[Excerpts from a dataset]
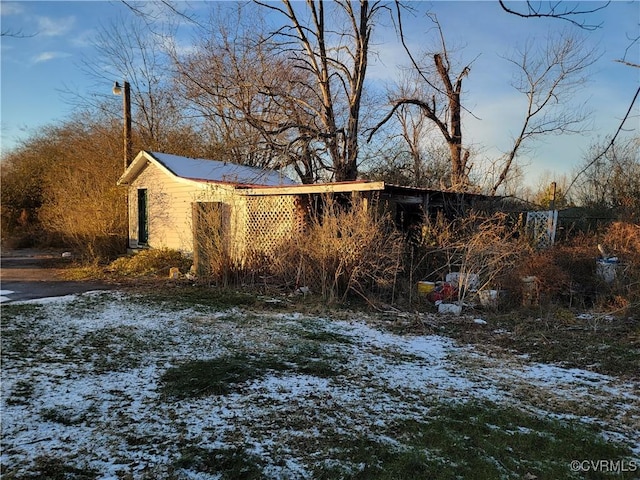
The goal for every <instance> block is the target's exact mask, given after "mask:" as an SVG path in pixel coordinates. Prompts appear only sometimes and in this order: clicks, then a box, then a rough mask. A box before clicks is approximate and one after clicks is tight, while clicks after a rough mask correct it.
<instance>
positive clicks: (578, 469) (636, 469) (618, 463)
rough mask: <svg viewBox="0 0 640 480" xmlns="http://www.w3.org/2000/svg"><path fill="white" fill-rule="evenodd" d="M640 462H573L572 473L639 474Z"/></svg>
mask: <svg viewBox="0 0 640 480" xmlns="http://www.w3.org/2000/svg"><path fill="white" fill-rule="evenodd" d="M638 470H640V462H638V461H636V460H572V461H571V471H572V472H611V473H624V472H637V471H638Z"/></svg>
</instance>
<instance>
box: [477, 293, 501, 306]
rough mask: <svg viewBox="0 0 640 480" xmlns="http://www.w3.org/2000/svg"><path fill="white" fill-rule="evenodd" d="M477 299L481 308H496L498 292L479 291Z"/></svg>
mask: <svg viewBox="0 0 640 480" xmlns="http://www.w3.org/2000/svg"><path fill="white" fill-rule="evenodd" d="M478 298H479V299H480V305H482V306H483V307H488V308H496V307H497V306H498V290H480V291H479V292H478Z"/></svg>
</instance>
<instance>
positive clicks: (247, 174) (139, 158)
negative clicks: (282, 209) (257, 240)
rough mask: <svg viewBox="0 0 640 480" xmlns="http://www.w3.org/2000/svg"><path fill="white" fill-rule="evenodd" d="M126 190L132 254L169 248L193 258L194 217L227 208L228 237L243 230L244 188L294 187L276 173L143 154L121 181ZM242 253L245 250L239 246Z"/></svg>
mask: <svg viewBox="0 0 640 480" xmlns="http://www.w3.org/2000/svg"><path fill="white" fill-rule="evenodd" d="M118 185H126V186H127V188H128V195H127V199H128V207H127V208H128V214H129V234H128V236H129V240H128V246H129V248H130V249H134V250H135V249H141V248H171V249H176V250H180V251H183V252H186V253H191V252H193V246H194V243H193V239H194V235H193V232H194V228H195V227H196V225H194V218H195V217H194V215H195V213H194V212H197V211H198V209H201V208H202V205H218V206H220V207H221V206H223V205H225V206H226V207H225V208H224V210H225V211H226V212H227V215H228V218H227V219H226V220H227V222H228V225H227V228H228V229H229V231H240V230H242V229H243V228H242V227H243V222H244V221H245V218H244V215H243V213H244V210H245V209H246V205H244V203H245V198H244V197H243V196H238V195H236V190H237V189H238V188H240V187H249V186H257V185H261V186H284V185H295V182H294V181H292V180H291V179H289V178H287V177H286V176H284V175H281V174H280V173H279V172H276V171H274V170H264V169H260V168H255V167H247V166H243V165H237V164H231V163H227V162H220V161H216V160H206V159H194V158H188V157H182V156H178V155H170V154H166V153H157V152H147V151H144V150H143V151H141V152H140V153H139V154H138V155H137V156H136V158H135V159H134V160H133V162H131V164H130V165H129V167H127V169H126V170H125V172H124V173H123V175H122V176H121V177H120V179H119V180H118ZM237 247H238V248H242V245H238V246H237Z"/></svg>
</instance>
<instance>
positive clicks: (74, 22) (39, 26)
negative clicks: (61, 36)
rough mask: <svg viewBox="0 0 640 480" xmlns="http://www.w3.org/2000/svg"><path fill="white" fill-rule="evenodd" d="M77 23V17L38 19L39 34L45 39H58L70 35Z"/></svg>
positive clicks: (43, 17)
mask: <svg viewBox="0 0 640 480" xmlns="http://www.w3.org/2000/svg"><path fill="white" fill-rule="evenodd" d="M75 22H76V17H73V16H72V17H66V18H51V17H37V23H38V34H39V35H43V36H45V37H57V36H60V35H65V34H66V33H69V31H70V30H71V28H73V25H74V24H75Z"/></svg>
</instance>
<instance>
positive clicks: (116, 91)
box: [113, 80, 132, 170]
mask: <svg viewBox="0 0 640 480" xmlns="http://www.w3.org/2000/svg"><path fill="white" fill-rule="evenodd" d="M113 93H114V94H115V95H122V110H123V115H124V131H123V138H124V148H123V152H124V170H126V169H127V167H128V166H129V165H131V160H132V159H131V155H132V142H131V85H130V84H129V82H127V81H126V80H125V81H124V83H123V86H122V87H121V86H120V84H119V83H118V82H116V83H115V84H114V86H113Z"/></svg>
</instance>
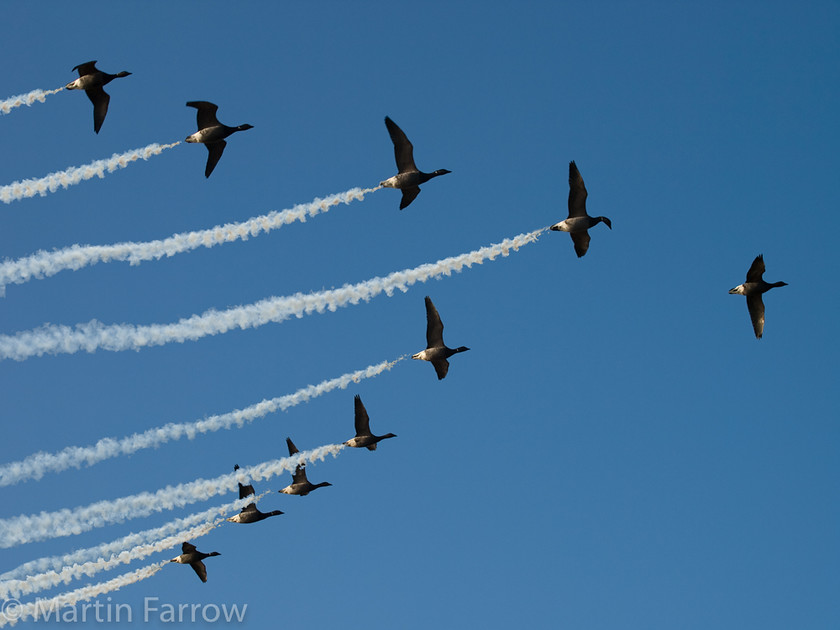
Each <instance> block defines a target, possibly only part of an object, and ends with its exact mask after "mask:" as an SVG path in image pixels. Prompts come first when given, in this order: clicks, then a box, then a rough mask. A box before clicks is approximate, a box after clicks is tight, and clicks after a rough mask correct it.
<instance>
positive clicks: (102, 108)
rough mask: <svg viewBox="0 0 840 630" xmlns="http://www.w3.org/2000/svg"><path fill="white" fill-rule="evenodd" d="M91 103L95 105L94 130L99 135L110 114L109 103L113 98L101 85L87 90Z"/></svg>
mask: <svg viewBox="0 0 840 630" xmlns="http://www.w3.org/2000/svg"><path fill="white" fill-rule="evenodd" d="M85 94H87V95H88V98H89V99H90V102H91V103H93V130H94V131H95V132H96V133H99V130H100V129H101V128H102V123H103V122H105V115H106V114H107V113H108V103H110V102H111V97H110V96H109V95H108V93H107V92H106V91H105V90H103V89H102V86H101V85H98V86H96V87H92V88H88V89H87V90H85Z"/></svg>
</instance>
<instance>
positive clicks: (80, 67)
mask: <svg viewBox="0 0 840 630" xmlns="http://www.w3.org/2000/svg"><path fill="white" fill-rule="evenodd" d="M73 70H78V71H79V76H80V77H83V76H85V75H86V74H93V73H94V72H99V70H97V69H96V62H95V61H87V62H85V63H80V64H79V65H78V66H76V67H75V68H73ZM73 70H71V71H70V72H73Z"/></svg>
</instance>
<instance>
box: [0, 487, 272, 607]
mask: <svg viewBox="0 0 840 630" xmlns="http://www.w3.org/2000/svg"><path fill="white" fill-rule="evenodd" d="M241 479H242V480H245V481H246V482H247V479H246V477H245V476H244V475H243V476H242V477H241ZM261 496H262V495H260V497H261ZM257 499H259V497H257ZM254 500H255V498H254V497H247V498H245V499H237V500H236V501H233V502H232V503H229V504H226V505H222V506H217V507H214V508H210V509H209V510H204V511H203V512H198V513H196V514H191V515H189V516H184V517H182V518H179V519H175V520H174V521H170V522H168V523H166V524H165V525H161V526H160V527H154V528H152V529H146V530H144V531H141V532H137V533H134V534H128V535H127V536H123V537H122V538H118V539H116V540H112V541H110V542H105V543H102V544H101V545H96V546H95V547H88V548H86V549H77V550H75V551H72V552H70V553H66V554H64V555H61V556H48V557H46V558H38V559H37V560H30V561H29V562H25V563H23V564H22V565H20V566H18V567H15V568H14V569H12V570H11V571H6V572H5V573H3V574H2V575H0V589H2V588H3V586H4V584H5V583H7V582H9V581H11V580H19V579H23V578H26V577H27V576H30V575H35V574H37V573H46V572H48V571H60V570H61V569H63V568H64V567H68V566H71V565H74V564H82V563H85V562H91V561H93V560H99V559H100V558H106V557H109V556H111V555H113V554H117V553H120V552H121V551H124V550H126V549H131V548H132V547H136V546H138V545H143V544H146V543H149V542H153V541H155V540H160V539H161V538H166V537H167V536H171V535H172V534H173V533H174V532H179V531H181V530H184V529H189V528H191V527H195V526H196V525H200V524H201V523H206V522H208V521H212V520H213V519H215V518H218V517H220V516H224V515H225V514H226V513H228V512H229V511H231V510H234V509H237V510H238V509H241V508H242V507H243V506H244V505H247V504H248V503H250V502H251V501H254ZM3 597H5V595H4V594H3V591H2V590H0V598H3Z"/></svg>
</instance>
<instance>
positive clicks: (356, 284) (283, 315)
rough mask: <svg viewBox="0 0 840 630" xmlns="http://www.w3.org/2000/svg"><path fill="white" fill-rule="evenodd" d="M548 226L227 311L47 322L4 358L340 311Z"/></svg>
mask: <svg viewBox="0 0 840 630" xmlns="http://www.w3.org/2000/svg"><path fill="white" fill-rule="evenodd" d="M546 229H547V228H540V229H539V230H535V231H534V232H530V233H528V234H520V235H518V236H515V237H513V238H507V239H505V240H504V241H502V242H501V243H496V244H494V245H488V246H487V247H482V248H481V249H477V250H474V251H471V252H468V253H466V254H461V255H459V256H453V257H451V258H444V259H443V260H439V261H437V262H436V263H426V264H424V265H420V266H419V267H414V268H413V269H405V270H403V271H396V272H394V273H392V274H389V275H388V276H385V277H384V278H379V277H377V278H372V279H370V280H366V281H364V282H360V283H358V284H346V285H344V286H343V287H341V288H340V289H331V290H328V291H320V292H317V293H308V294H305V293H296V294H294V295H291V296H286V297H273V298H268V299H265V300H261V301H259V302H255V303H253V304H249V305H247V306H239V307H236V308H231V309H228V310H226V311H216V310H212V309H211V310H209V311H206V312H204V313H202V314H201V315H193V316H192V317H189V318H186V319H181V320H179V321H178V322H176V323H173V324H151V325H148V326H135V325H132V324H115V325H111V326H107V325H105V324H103V323H101V322H99V321H97V320H95V319H94V320H91V321H90V322H87V323H85V324H77V325H76V326H75V327H74V328H71V327H69V326H55V325H50V324H47V325H44V326H42V327H40V328H36V329H34V330H28V331H23V332H19V333H17V334H14V335H0V360H2V359H15V360H17V361H22V360H24V359H27V358H29V357H32V356H41V355H42V354H46V353H50V354H63V353H67V354H72V353H74V352H79V351H80V350H85V351H87V352H94V351H95V350H97V349H99V348H103V349H105V350H112V351H118V350H129V349H131V350H139V349H141V348H146V347H149V346H159V345H163V344H166V343H171V342H178V343H182V342H184V341H187V340H191V341H192V340H195V339H200V338H202V337H205V336H207V335H216V334H219V333H224V332H227V331H229V330H232V329H235V328H241V329H246V328H256V327H258V326H262V325H263V324H267V323H269V322H282V321H284V320H286V319H288V318H289V317H292V316H296V317H303V315H305V314H310V313H314V312H317V313H323V312H324V311H326V310H330V311H335V310H337V309H338V307H340V306H346V305H347V304H358V303H359V302H361V301H365V302H366V301H368V300H370V299H371V298H373V297H375V296H377V295H379V294H380V293H385V294H386V295H388V296H389V297H390V296H392V295H393V294H394V291H395V290H396V289H399V290H400V291H403V292H407V291H408V287H410V286H411V285H413V284H415V283H417V282H425V281H426V280H428V279H429V278H437V277H440V276H442V275H451V274H452V272H453V271H456V272H460V271H461V270H462V269H463V268H464V267H472V265H474V264H476V265H480V264H481V263H483V262H484V261H485V260H494V259H495V258H496V257H497V256H499V255H501V256H507V255H509V254H510V250H514V251H517V250H518V249H519V248H520V247H522V246H523V245H527V244H528V243H533V242H534V241H536V240H537V238H538V237H539V236H540V234H542V233H543V232H544V231H545V230H546Z"/></svg>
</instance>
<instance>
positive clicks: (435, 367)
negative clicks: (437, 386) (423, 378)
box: [432, 359, 449, 381]
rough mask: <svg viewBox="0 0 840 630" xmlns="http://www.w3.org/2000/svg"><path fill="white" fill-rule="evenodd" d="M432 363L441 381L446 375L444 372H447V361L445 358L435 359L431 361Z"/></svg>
mask: <svg viewBox="0 0 840 630" xmlns="http://www.w3.org/2000/svg"><path fill="white" fill-rule="evenodd" d="M432 365H433V366H434V367H435V372H437V375H438V380H439V381H442V380H443V379H444V378H445V377H446V373H447V372H449V361H447V360H446V359H435V360H434V361H432Z"/></svg>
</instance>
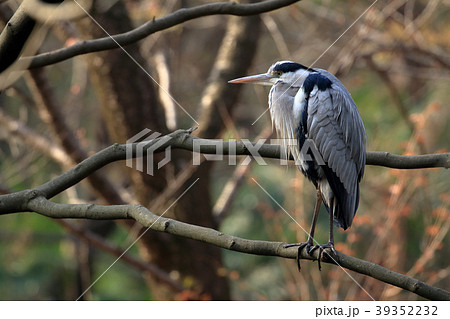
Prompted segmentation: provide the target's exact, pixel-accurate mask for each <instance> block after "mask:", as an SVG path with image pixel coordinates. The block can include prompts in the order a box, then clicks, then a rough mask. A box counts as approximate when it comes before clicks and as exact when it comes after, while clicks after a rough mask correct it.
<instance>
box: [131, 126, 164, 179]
mask: <svg viewBox="0 0 450 319" xmlns="http://www.w3.org/2000/svg"><path fill="white" fill-rule="evenodd" d="M150 133H151V130H150V129H148V128H146V129H143V130H142V131H140V132H139V133H137V134H136V135H134V136H133V137H132V138H130V139H128V140H127V144H126V153H127V154H126V165H127V166H128V167H131V168H133V167H134V168H135V169H136V170H138V171H140V172H144V158H146V163H147V165H146V171H145V172H146V173H147V174H149V175H152V176H153V174H154V159H153V154H154V153H155V151H156V150H158V149H159V148H160V147H162V146H163V145H164V144H166V143H167V142H168V141H170V139H171V137H170V136H167V135H164V136H162V137H160V136H161V133H159V132H153V133H151V134H150ZM164 154H165V156H164V158H163V159H162V160H160V161H159V162H158V163H157V167H158V169H160V168H161V167H163V166H164V165H166V164H167V163H169V162H170V160H171V152H170V145H169V146H167V147H166V148H165V150H164Z"/></svg>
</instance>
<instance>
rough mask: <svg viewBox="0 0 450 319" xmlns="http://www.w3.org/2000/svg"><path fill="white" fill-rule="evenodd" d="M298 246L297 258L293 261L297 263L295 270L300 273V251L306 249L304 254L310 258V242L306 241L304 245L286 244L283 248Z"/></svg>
mask: <svg viewBox="0 0 450 319" xmlns="http://www.w3.org/2000/svg"><path fill="white" fill-rule="evenodd" d="M295 246H298V249H297V257H296V258H295V261H296V262H297V269H298V271H300V270H301V269H302V267H301V266H300V256H301V254H302V250H303V249H306V253H307V254H308V255H310V256H311V247H312V246H313V243H312V241H309V240H308V241H307V242H306V243H295V244H288V245H286V246H285V248H289V247H295Z"/></svg>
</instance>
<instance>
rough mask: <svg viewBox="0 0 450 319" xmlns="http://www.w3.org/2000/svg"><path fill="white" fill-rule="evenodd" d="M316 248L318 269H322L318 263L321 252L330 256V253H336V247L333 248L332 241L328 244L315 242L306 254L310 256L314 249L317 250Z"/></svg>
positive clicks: (316, 249) (333, 253) (321, 253)
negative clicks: (324, 253)
mask: <svg viewBox="0 0 450 319" xmlns="http://www.w3.org/2000/svg"><path fill="white" fill-rule="evenodd" d="M317 249H318V250H319V254H318V256H317V264H318V266H319V270H322V266H321V264H320V261H321V260H322V256H323V253H324V252H325V253H326V254H327V255H328V256H331V255H332V254H333V255H336V249H334V243H332V242H328V244H323V245H319V244H317V245H315V246H314V247H312V248H311V249H310V250H309V252H308V254H309V255H310V256H312V254H313V253H314V251H315V250H317ZM330 252H331V253H330Z"/></svg>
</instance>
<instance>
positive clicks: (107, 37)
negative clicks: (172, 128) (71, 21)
mask: <svg viewBox="0 0 450 319" xmlns="http://www.w3.org/2000/svg"><path fill="white" fill-rule="evenodd" d="M298 1H299V0H269V1H263V2H260V3H254V4H253V3H252V4H237V3H235V2H219V3H210V4H205V5H200V6H196V7H194V8H187V9H180V10H178V11H176V12H174V13H172V14H169V15H167V16H165V17H163V18H159V19H154V20H152V21H149V22H147V23H145V24H143V25H142V26H140V27H138V28H136V29H134V30H131V31H128V32H125V33H121V34H118V35H114V36H113V37H112V38H110V37H105V38H100V39H95V40H90V41H81V42H78V43H75V44H74V45H72V46H70V47H67V48H61V49H58V50H55V51H52V52H47V53H43V54H39V55H37V56H35V57H27V58H22V59H23V60H28V59H32V61H31V65H30V68H37V67H41V66H45V65H50V64H54V63H57V62H61V61H64V60H67V59H70V58H72V57H74V56H77V55H81V54H86V53H92V52H98V51H104V50H109V49H115V48H117V47H118V44H119V45H121V46H125V45H129V44H132V43H135V42H137V41H139V40H142V39H144V38H145V37H147V36H149V35H150V34H152V33H155V32H158V31H162V30H165V29H168V28H171V27H173V26H176V25H178V24H180V23H183V22H186V21H189V20H192V19H197V18H200V17H205V16H210V15H218V14H221V15H225V14H228V15H237V16H249V15H256V14H260V13H263V12H269V11H273V10H276V9H279V8H282V7H285V6H288V5H290V4H292V3H294V2H298Z"/></svg>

• **Work request**: Extract every line of the material above that contains the word "positive". Reproduce each of those lines in full, in the order it appears.

• **Exercise solution**:
positive clicks: (578, 469) (636, 469) (618, 463)
positive clicks: (247, 174) (139, 158)
positive clicks: (74, 22) (39, 26)
positive clicks: (43, 17)
positive clicks: (116, 91)
positive clicks: (102, 108)
positive clicks: (80, 67)
positive clicks: (356, 284) (283, 315)
positive clicks: (435, 367)
positive clicks: (316, 249) (333, 253) (321, 253)
positive clicks: (107, 37)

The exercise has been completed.